[Referring expression pointing data]
□ □ □ □
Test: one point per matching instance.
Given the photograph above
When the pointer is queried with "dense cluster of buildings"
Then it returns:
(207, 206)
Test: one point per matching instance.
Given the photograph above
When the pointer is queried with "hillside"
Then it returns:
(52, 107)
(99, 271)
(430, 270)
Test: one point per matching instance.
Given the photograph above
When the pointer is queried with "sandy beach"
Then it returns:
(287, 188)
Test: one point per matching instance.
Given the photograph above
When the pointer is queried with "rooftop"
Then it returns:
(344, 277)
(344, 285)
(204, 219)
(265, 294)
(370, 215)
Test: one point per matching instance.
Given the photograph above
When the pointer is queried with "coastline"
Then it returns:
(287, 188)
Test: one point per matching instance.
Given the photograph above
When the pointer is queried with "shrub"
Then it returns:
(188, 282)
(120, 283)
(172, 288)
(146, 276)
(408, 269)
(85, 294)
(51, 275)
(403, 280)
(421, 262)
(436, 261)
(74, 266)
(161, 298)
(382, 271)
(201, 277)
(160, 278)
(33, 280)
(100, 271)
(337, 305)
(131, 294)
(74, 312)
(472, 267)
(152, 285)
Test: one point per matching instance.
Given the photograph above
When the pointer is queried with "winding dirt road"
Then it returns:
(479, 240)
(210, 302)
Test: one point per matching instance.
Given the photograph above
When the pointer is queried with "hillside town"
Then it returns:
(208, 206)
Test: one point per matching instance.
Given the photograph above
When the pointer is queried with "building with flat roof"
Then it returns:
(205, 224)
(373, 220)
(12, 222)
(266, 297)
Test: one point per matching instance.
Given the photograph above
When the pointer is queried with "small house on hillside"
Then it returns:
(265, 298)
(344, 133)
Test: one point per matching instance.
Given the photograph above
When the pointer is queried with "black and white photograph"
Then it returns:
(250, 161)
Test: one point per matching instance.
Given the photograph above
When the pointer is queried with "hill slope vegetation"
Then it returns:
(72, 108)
□ □ □ □
### What you are asked to do
Collect the lines of the data that carry the word "queried".

### Response for this exercise
When the pointer is queried with "dense cluster of buildings"
When the pointer is queried with "hillside"
When the pointer is queried with "sandy beach"
When the pointer is queried with "rooftop"
When the pointer is queried with "coastline"
When the pointer is queried with "shrub"
When the pointer is queried with "winding dirt road"
When the pointer is queried with "hillside town"
When the pointer is queried with "building with flat roof"
When the pointer is queried with "small house on hillside"
When the pointer is queried with "black and white photograph"
When the pointer is queried with "hill slope vegetation"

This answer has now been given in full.